■ Textauszug
Bei ihm wird die Waldlandschaft zur Schicksalsbühne, zum unheimlichen,
den Menschen auf sich konzentrierenden Bildelement. Dies entspricht dem
symbolistischen Denken der 2. Hälfte des 19. Jahrhunderts. Die Natur ist
nicht nur Hintergrundfolie, sondern mit dem menschlichen Handeln korrespondierender
schicksalträchtiger Schauplatz.

Im Roman wird gerade durch die Icherzählung die kindliche Reaktion des
jungen Simplex beim Tod des Einsiedlers überzeugend und unpathetisch
anschaulich. I. Buch, 12. Kapitel:

Hierauf beschloß er (der Einsiedel) seine Lippen und Augen sänftiglich,
ich aber stund da wie ein Stockfisch und meinte nicht, daß seine liebe
Seel den Leib gar verlassen haben sollte, dieweil ich ihn öfters in dergleichen
Verzückungen gesehen hatte. Ich verharrete, wie mein Gewohnheit
in dergleichen Begebenheiten war, etliche Stund neben dem Grab im
Gebet, als sich aber mein allerliebster Einsiedel nicht mehr aufrichten
wollte, stieg ich zu ihm ins Grab hinunter, und fing an ihn zu schütteln,
zu küssen und zu liebeln, aber da war kein Leben mehr, weil der grimmige
ohnerbittliche Tod den armen Simplicius seiner holden Beiwohnung
beraubt hatte; ich begoß, oder besser zu sagen, ich balsamierte den entseelten
Körper mit meinen Zähren ...

■ Aufgabenstellung
Wodurch wird laut dem Textauszug die kindliche Reaktion des jungen Simplex beim Tod des Einsiedlers überzeugend und unpathetisch anschaulich? Die Datensätze werden hierfür nicht gebraucht.

■ Datensätze

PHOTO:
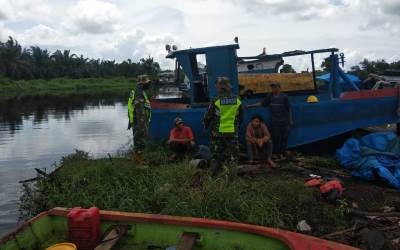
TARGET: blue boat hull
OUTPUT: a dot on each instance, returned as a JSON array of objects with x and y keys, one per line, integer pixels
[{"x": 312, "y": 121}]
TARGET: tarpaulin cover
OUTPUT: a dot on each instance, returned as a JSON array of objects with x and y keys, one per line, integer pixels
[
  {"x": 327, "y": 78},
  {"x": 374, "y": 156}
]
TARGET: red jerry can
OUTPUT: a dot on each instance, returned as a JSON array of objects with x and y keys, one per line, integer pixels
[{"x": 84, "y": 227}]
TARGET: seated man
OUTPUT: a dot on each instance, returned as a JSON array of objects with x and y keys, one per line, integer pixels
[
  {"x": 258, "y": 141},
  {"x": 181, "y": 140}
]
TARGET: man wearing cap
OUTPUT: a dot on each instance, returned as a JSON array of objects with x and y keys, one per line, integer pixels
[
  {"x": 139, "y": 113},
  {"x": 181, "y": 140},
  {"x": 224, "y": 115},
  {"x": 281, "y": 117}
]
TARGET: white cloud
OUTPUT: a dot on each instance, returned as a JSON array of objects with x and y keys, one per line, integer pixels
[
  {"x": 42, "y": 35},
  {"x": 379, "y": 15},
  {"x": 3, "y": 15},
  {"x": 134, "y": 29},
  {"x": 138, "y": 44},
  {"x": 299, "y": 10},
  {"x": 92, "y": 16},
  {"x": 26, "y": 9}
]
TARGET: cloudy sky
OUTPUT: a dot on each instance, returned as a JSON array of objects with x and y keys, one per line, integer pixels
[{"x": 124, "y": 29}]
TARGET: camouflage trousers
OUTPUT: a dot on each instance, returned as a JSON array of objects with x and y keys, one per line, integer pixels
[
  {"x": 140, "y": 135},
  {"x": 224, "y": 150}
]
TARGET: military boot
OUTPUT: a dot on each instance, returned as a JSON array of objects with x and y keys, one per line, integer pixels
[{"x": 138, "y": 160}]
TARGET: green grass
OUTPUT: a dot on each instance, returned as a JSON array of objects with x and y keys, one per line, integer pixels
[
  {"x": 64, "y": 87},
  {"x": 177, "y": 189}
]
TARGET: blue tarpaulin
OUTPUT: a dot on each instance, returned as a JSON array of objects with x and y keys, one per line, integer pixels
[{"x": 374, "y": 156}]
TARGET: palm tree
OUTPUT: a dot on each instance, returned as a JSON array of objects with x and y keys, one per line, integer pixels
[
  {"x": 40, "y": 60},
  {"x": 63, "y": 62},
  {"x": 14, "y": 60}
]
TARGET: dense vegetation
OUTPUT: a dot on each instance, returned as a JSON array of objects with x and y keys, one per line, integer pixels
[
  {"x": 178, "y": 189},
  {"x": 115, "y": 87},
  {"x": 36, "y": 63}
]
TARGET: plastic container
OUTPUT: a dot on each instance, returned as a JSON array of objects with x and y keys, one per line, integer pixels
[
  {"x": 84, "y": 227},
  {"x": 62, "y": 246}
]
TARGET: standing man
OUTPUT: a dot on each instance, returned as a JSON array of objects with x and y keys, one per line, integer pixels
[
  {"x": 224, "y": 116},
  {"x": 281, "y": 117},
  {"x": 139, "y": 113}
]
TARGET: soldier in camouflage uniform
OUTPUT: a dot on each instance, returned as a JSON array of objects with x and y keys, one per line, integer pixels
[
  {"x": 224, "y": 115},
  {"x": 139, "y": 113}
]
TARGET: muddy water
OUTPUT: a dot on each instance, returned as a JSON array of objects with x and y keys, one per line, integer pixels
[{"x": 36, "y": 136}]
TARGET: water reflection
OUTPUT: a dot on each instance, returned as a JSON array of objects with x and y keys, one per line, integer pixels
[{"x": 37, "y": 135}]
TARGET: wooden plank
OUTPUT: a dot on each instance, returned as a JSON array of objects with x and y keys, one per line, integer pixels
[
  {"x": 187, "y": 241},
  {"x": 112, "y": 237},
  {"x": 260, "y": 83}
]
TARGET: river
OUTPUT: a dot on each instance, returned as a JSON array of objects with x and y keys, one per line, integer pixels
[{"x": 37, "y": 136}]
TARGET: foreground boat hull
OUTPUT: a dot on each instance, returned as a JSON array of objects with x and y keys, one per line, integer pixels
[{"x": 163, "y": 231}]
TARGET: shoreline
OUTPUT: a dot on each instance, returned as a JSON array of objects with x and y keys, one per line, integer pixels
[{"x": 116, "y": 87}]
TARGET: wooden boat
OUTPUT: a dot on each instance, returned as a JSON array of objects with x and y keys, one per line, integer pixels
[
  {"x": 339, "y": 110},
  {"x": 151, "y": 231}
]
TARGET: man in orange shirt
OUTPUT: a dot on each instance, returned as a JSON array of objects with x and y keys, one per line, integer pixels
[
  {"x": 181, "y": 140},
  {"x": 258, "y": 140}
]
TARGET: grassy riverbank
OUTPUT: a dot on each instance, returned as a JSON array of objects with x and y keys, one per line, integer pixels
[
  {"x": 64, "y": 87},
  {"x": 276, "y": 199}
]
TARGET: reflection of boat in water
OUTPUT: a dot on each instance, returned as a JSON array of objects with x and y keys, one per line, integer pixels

■ Antwort
Durch die Icherzählung.